DIRECTION A: Repeat word for word the part of the post about Facebook and learning English from "I know most" up to and including "how it works.".

SOURCE PASSAGE:
-- begin --

Thursday, August 26, 2010

In Defense Of Facebook For Learning English


I know most parents would think I am crazy. My twelve year old has a Facebook page. No, you cannot be his friend. You see I monitor all of his activity. I check before he adds friends and read his wall. I have his password.

I went to him and asked him to "FB" a certain friend to send me a copy of a movie he cast Haddy in. It got me thinking.

The reason it really benefits him is he learns to self edit his English. This is how it works.

Facebook is a form of letter writing or journaling. Anything he sends out is read by his friends. His friends are his peers from school, camp and other activities. Some of his friends are his teachers. Most of his friends are hearing kids from school and have command of written English.

Every-time he posts he has to edit his English. He doesn't want to look like he can't write. He wants people to know he is "smart". So he watches the language of the other kids and mimics it. The kids from his school do use a bit of text talk but for mostly use high register English.

The result is he is learning to better present information in well written English. The down side is it is not a way he has used to connect with deaf kids. The good news is it levels the communication playing field with his hearing friends.

-- end --

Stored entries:
-- begin --

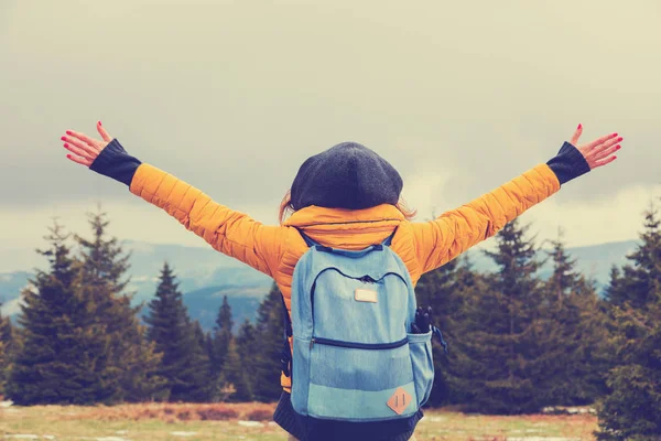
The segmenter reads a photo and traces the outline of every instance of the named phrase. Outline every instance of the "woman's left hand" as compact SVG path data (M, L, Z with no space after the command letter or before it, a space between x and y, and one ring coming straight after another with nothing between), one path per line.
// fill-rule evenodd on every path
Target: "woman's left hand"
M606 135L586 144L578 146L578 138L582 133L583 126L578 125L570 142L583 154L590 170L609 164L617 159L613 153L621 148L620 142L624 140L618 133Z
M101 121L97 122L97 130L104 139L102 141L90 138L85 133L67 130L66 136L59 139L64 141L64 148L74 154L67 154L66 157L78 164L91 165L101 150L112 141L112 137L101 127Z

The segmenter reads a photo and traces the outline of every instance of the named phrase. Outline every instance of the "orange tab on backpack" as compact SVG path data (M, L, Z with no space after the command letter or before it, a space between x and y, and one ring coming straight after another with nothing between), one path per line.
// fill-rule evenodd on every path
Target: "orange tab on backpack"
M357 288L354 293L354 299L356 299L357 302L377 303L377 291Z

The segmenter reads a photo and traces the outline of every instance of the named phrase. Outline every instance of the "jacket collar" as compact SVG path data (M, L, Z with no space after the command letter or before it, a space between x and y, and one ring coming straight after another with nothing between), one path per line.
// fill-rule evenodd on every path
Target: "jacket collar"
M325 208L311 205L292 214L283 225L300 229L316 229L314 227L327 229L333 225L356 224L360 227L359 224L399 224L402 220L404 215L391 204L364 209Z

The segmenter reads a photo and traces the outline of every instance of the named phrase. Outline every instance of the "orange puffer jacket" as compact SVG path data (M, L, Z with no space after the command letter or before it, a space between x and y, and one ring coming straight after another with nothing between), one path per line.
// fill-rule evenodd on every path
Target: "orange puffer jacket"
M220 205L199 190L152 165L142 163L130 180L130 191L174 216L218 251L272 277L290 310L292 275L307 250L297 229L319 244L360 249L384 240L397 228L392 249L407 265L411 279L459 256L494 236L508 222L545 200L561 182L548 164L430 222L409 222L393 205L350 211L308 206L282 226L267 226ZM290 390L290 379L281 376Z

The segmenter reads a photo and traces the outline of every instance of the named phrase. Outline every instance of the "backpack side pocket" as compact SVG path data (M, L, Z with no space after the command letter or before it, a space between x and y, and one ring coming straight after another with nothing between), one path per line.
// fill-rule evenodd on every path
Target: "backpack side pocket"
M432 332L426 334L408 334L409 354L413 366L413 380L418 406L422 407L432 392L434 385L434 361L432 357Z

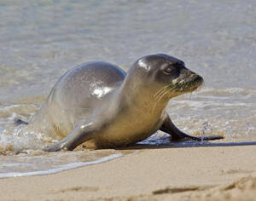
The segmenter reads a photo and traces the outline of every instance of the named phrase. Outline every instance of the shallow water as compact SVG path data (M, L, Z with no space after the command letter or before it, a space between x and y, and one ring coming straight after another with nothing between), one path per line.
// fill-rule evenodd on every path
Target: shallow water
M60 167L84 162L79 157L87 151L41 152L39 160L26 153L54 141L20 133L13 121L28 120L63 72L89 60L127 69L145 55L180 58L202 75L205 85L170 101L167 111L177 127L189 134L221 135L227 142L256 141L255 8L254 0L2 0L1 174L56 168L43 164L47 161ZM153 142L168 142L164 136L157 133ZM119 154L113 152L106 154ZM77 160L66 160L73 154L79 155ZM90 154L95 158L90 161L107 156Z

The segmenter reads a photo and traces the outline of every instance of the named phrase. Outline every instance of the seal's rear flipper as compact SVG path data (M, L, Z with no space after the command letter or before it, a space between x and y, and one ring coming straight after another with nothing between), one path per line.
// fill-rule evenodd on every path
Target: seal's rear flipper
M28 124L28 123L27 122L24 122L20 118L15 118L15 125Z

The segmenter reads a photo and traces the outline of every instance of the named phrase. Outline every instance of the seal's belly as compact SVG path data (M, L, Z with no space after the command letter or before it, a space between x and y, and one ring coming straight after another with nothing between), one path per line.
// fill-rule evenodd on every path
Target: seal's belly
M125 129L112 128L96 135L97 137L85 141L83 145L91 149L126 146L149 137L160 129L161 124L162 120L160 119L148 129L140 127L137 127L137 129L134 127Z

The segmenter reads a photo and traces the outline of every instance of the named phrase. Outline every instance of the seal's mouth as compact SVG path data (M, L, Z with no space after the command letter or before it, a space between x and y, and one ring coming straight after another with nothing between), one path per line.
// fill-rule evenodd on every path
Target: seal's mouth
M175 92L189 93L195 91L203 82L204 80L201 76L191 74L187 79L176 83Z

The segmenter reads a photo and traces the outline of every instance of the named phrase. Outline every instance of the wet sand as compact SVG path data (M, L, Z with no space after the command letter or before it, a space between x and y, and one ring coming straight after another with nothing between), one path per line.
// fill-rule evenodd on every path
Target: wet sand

-- end --

DIRECTION B: Rewrite the stored entries from their start up to and including the line with "M357 288L354 293L354", changing "photo" to "image" and leaving everything else the same. Give only those lines, without the pictures.

WRITTEN SOLUTION A:
I know most parents would think I am crazy. My twelve year old has a Facebook page. No, you cannot be his friend. You see I monitor all of his activity. I check before he adds friends and read his wall. I have his password.

I went to him and asked him to "FB" a certain friend to send me a copy of a movie he cast Haddy in. It got me thinking.

The reason it really benefits him is he learns to self edit his English. This is how it works.

WRITTEN SOLUTION B:
The segmenter reads a image and traces the outline of every instance of the named phrase. Outline every instance of the "woman's left hand" as compact SVG path data (M, L, Z with no space after the command letter or before it, a space between x and y, and one ring coming straight after another with nothing between), one path per line.
// fill-rule evenodd on every path
Target: "woman's left hand"
M606 135L586 144L578 146L578 138L582 133L583 126L578 125L570 142L583 154L590 170L609 164L617 159L613 153L621 148L620 142L624 140L618 133Z
M101 121L97 122L97 130L104 139L102 141L90 138L85 133L67 130L66 136L59 139L64 141L64 148L74 154L67 154L66 157L78 164L91 165L101 150L112 141L112 137L101 127Z

The segmenter reads a image and traces the outline of every instance of the named phrase. Outline every instance of the "orange tab on backpack" as compact SVG path data (M, L, Z with no space after the command letter or before it, a space between x and y, and one ring coming straight after another with nothing between), one path per line.
// fill-rule evenodd on every path
Target: "orange tab on backpack"
M357 288L354 293L354 299L356 299L357 302L377 303L377 291Z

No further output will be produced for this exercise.